• Exercise directions: Copy out the stretch of records from the line containing "Presence verification: does any green shrub" through the line containing "280, 265, 310, 284", reproducing those lines as they are.

>>>

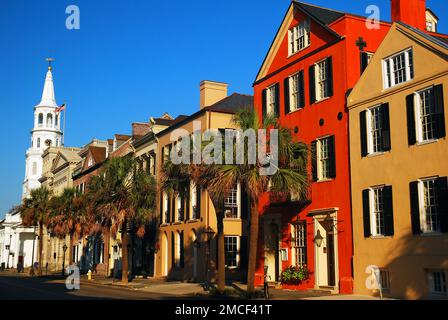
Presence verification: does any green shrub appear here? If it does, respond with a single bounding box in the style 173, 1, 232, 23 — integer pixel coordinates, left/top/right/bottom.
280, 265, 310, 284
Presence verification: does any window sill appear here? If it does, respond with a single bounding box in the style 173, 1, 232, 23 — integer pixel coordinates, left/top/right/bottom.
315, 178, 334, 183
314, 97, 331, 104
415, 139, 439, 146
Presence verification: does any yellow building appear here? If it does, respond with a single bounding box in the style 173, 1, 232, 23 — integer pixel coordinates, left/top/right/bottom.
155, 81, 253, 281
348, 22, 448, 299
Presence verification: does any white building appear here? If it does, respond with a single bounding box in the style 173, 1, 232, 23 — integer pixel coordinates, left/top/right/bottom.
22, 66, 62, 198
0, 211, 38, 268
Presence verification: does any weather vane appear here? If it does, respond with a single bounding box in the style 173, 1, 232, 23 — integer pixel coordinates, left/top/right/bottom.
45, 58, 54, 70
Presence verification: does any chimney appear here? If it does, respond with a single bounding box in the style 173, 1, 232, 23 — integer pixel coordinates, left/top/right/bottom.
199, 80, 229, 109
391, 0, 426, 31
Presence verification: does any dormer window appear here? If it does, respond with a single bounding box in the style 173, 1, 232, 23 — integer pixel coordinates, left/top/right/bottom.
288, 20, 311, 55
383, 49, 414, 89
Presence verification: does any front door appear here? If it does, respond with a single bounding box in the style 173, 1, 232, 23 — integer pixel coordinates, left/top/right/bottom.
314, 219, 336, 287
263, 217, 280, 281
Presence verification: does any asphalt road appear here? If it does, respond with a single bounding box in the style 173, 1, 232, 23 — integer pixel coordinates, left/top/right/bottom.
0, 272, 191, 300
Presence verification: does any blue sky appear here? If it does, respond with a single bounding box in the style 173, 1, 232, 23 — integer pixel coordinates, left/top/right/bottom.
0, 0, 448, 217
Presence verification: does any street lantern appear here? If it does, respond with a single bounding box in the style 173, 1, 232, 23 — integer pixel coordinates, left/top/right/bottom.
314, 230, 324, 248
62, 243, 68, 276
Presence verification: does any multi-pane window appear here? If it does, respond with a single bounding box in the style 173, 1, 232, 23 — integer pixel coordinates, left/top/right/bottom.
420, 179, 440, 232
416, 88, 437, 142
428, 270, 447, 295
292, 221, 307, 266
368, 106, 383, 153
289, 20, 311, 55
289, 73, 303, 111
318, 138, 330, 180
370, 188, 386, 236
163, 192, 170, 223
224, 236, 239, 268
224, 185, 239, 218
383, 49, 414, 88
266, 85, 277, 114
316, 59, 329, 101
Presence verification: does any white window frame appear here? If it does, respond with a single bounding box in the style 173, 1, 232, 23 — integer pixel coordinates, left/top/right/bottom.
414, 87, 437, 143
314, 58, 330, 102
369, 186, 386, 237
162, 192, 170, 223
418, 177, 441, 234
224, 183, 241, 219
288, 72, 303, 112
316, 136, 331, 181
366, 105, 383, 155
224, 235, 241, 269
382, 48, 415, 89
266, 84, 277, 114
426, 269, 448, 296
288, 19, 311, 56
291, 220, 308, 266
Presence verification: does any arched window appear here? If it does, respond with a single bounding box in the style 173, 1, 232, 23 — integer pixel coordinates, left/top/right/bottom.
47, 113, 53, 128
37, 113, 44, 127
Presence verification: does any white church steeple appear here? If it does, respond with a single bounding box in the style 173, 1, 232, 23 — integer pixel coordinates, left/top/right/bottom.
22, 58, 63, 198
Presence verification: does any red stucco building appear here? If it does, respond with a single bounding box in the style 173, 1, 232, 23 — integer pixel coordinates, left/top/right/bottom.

<<<
>>>

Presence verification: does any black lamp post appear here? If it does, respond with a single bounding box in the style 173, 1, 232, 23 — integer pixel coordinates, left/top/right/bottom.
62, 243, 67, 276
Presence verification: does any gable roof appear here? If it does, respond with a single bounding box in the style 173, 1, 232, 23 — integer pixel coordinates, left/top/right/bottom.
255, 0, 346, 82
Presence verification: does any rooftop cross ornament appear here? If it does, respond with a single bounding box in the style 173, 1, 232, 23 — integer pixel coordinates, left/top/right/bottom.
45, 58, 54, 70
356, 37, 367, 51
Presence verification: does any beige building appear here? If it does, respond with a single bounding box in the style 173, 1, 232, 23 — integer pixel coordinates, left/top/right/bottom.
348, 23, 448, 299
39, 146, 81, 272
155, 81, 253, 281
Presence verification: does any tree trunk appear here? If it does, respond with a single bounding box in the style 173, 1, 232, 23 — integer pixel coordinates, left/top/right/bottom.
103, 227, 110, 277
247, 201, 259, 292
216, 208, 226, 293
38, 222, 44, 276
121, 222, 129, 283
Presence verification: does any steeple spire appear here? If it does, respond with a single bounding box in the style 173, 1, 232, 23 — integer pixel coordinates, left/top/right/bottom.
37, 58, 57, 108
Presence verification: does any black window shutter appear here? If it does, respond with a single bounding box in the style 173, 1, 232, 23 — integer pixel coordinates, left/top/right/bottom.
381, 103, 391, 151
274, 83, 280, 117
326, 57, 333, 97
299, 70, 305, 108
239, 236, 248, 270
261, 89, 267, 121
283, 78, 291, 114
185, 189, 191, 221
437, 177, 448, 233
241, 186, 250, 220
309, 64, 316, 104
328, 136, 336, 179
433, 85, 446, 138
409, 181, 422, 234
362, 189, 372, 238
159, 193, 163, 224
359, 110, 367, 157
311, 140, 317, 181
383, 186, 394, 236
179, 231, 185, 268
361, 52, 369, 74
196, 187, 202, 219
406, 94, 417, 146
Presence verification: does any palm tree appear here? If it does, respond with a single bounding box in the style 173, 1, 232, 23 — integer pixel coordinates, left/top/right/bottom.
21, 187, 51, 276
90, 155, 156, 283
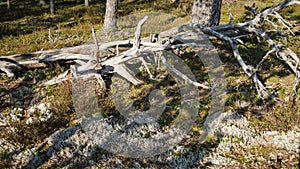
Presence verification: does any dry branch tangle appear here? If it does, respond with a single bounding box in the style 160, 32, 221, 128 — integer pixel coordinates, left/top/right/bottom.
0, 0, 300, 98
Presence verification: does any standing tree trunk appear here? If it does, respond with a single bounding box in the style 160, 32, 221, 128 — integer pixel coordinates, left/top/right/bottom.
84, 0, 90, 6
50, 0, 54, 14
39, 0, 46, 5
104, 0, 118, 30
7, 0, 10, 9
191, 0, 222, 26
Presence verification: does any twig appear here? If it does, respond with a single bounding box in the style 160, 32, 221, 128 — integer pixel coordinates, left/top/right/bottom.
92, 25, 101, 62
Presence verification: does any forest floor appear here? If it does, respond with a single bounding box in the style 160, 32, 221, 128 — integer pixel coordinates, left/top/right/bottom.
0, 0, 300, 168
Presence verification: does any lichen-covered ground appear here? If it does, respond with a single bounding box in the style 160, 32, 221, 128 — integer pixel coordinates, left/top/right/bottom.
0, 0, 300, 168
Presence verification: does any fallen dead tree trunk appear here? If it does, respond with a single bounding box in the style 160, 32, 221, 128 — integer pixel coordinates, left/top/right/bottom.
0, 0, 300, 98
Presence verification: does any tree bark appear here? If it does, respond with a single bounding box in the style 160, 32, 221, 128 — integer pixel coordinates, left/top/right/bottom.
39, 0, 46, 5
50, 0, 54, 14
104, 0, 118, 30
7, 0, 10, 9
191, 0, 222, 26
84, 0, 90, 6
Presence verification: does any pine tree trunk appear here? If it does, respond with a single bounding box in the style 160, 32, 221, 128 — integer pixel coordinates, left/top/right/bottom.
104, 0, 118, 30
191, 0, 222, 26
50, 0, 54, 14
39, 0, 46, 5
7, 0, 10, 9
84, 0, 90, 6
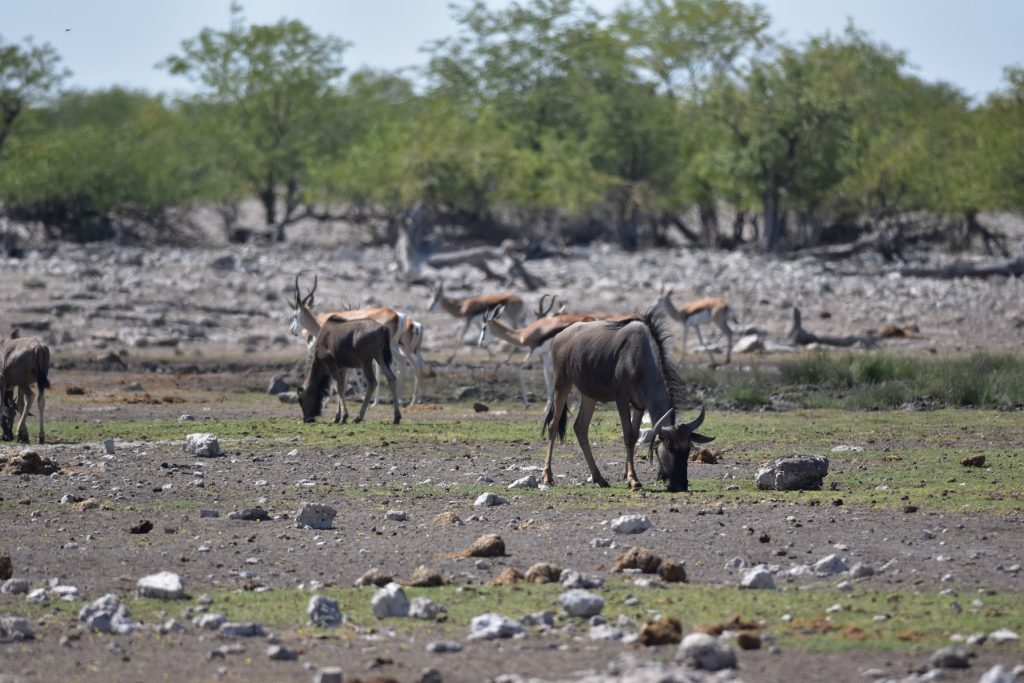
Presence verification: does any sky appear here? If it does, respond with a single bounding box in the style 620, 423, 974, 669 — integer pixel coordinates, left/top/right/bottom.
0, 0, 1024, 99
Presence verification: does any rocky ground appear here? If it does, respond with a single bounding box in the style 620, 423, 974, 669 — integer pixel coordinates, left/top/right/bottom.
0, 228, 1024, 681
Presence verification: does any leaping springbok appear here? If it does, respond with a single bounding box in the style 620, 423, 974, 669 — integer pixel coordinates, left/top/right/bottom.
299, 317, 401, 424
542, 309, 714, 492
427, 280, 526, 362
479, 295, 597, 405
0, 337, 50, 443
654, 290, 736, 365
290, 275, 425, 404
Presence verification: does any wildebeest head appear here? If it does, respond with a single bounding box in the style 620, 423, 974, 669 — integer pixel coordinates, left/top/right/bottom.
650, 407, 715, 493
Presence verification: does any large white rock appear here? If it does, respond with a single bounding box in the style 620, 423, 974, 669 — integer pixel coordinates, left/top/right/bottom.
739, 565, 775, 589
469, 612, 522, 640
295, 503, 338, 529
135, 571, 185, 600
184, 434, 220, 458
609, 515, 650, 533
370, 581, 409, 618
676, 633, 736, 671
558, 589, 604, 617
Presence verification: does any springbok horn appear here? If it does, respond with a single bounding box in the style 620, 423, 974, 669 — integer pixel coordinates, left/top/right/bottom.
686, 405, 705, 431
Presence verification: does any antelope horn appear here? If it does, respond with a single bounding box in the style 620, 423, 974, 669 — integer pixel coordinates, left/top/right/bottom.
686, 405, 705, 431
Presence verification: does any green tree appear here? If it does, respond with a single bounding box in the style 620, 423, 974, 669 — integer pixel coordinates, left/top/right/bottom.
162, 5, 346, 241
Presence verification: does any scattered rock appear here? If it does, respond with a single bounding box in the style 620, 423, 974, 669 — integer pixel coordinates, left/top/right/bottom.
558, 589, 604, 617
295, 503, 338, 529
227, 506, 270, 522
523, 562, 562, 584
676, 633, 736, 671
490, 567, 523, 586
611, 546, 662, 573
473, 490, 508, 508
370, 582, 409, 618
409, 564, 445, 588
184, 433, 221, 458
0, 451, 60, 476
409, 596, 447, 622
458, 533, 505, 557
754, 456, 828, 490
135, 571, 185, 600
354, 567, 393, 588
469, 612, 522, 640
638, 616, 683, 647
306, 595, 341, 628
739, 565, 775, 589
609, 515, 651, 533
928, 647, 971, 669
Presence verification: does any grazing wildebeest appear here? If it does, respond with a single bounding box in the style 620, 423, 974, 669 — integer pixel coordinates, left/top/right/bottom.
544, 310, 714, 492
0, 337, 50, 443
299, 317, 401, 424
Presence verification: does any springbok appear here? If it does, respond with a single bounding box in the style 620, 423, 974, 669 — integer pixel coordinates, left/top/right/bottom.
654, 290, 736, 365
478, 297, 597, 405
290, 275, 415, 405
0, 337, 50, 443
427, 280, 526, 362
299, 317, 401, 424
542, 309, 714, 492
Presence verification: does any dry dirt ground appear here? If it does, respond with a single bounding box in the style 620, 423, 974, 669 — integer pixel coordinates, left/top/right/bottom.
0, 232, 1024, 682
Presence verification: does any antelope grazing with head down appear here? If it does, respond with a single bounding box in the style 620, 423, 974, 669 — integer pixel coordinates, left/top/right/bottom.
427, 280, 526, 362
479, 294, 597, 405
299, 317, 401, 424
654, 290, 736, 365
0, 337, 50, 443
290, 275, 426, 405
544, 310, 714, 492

<<<

• The output:
Presence verification: does any green shrub appear here? If it does, respond with a single bounding box in the style 173, 1, 232, 23 — integer pixel coordinates, left/top/right/bottom.
280, 265, 310, 284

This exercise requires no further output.